▶ **Aufgabenstellung**
Gib den Abschnitt, der mit der Zeile beginnt, die „Reviewer note: every instance of the blue“ enthält, und bis zum Ende der Zeilen reicht, zeichengetreu wieder. Die Anfangszeile gehört dazu.

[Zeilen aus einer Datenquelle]

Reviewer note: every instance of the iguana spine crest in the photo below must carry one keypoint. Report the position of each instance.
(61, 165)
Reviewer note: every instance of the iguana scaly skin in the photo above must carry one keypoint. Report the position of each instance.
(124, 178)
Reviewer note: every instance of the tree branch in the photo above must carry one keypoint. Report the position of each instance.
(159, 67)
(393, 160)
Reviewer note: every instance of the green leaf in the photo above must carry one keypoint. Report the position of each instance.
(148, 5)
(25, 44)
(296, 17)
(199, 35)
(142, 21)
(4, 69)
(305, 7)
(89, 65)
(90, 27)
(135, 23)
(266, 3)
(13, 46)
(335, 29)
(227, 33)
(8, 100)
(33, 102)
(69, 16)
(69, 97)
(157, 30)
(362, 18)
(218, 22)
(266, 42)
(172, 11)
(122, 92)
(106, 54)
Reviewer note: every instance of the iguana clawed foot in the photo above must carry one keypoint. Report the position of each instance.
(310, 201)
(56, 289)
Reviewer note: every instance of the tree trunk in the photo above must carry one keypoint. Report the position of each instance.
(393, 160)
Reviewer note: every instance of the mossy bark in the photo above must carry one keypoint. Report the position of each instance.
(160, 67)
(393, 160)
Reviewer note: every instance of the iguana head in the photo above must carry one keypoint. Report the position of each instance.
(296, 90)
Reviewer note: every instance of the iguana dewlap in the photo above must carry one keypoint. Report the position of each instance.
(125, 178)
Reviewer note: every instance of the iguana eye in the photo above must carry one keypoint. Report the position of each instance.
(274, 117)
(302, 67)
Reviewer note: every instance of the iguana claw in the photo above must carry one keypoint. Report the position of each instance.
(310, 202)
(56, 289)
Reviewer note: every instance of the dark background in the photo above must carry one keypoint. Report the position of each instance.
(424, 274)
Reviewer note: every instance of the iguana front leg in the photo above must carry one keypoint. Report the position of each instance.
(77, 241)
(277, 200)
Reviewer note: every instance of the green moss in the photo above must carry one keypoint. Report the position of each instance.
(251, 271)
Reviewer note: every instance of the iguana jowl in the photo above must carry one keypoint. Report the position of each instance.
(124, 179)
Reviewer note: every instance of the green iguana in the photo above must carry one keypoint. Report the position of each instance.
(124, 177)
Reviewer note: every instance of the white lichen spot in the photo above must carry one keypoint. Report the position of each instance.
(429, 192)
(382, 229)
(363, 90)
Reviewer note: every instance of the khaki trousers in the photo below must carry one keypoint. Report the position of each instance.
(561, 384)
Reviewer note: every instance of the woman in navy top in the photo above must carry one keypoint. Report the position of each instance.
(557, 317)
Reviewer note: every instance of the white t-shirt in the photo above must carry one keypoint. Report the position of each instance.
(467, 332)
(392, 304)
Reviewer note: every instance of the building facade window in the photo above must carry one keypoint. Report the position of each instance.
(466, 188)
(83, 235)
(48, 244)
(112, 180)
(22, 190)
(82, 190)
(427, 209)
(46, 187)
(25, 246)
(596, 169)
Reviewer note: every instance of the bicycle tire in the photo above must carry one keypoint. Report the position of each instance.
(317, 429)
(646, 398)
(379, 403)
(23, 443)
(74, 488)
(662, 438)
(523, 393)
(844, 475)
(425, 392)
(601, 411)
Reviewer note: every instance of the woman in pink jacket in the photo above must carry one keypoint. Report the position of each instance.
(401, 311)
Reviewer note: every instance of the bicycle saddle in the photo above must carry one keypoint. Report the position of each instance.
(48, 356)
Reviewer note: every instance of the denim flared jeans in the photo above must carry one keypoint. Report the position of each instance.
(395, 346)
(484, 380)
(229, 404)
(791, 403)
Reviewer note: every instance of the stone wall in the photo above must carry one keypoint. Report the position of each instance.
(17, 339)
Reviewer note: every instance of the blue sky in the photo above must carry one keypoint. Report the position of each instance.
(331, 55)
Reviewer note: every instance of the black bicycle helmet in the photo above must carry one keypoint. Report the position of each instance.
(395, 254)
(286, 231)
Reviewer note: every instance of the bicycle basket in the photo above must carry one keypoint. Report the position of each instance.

▶ **Lösung**
Reviewer note: every instance of the blue sky in the photo above must carry one keypoint. Report the position of each instance.
(331, 55)
Reviewer note: every instance of the black bicycle helmet in the photo above must carry one keypoint. Report the position of each instance.
(395, 254)
(286, 231)
Reviewer note: every instance of the bicycle basket in the photo above must carry one keypoint. Report the position of each instance.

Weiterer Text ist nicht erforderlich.